• _Bloque de texto_
※

Salud y educación comparten muchas cosas. Las dos convocan a personas de todas las edades y lugares, aunque su distribución es inequitativa y desigual. Ambas son reclamadas como derechos, pero en el ambiente neoliberal han sido vendidas como servicios pagados por clientes. La pandemia afecta a millones de niños que han sido señalados como posibles portadores del virus pero que no necesariamente sufren sus mayores efectos. Jóvenes y mayores, muchas veces maestros, son marcados como población vulnerable a los impactos del virus.
En una situación de excepcionalidad y transición como la que vivimos, la pandemia juega a los naipes con la revelación y las oportunidades. En el tránsito del aula a la plataforma se hacen evidentes problemas y desigualdades sociales. La relación entre oportunidades y conexión se devela. En Colombia, donde millones de estudiantes escolares están en colegios oficiales y el 63% no tienen condiciones para continuar sus estudios de manera virtual por falta de acceso a internet o a los equipos. Cuando la educación se traslada al hogar: escuela y casa se convierten en el mismo lugar y por quedar confinada en un espacio complejo, en ciertas situaciones puede multiplicar hambre o maltratos. Por ello entre las preocupaciones están la deserción y las dificultades en las competencias.

※

• _Datos registrados_
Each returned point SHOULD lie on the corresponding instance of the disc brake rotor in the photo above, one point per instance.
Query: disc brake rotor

※

• _Consigna 1_
Repite, sin cambiar nada, el fragmento del texto sobre salud y educación que va desde "En una situación" hasta "en las competencias.", ambos incluidos.
• _Consigna 2_
Según el texto sobre salud y educación, ¿qué se hace evidente en el tránsito del aula a la plataforma?
Para este trabajo no hacen falta los datos.

• _Respuesta del ejercicio 1_
En una situación de excepcionalidad y transición como la que vivimos, la pandemia juega a los naipes con la revelación y las oportunidades. En el tránsito del aula a la plataforma se hacen evidentes problemas y desigualdades sociales. La relación entre oportunidades y conexión se devela. En Colombia, donde millones de estudiantes escolares están en colegios oficiales y el 63% no tienen condiciones para continuar sus estudios de manera virtual por falta de acceso a internet o a los equipos. Cuando la educación se traslada al hogar: escuela y casa se convierten en el mismo lugar y por quedar confinada en un espacio complejo, en ciertas situaciones puede multiplicar hambre o maltratos. Por ello entre las preocupaciones están la deserción y las dificultades en las competencias.

• _Respuesta del ejercicio 2_
Se hacen evidentes problemas y desigualdades sociales.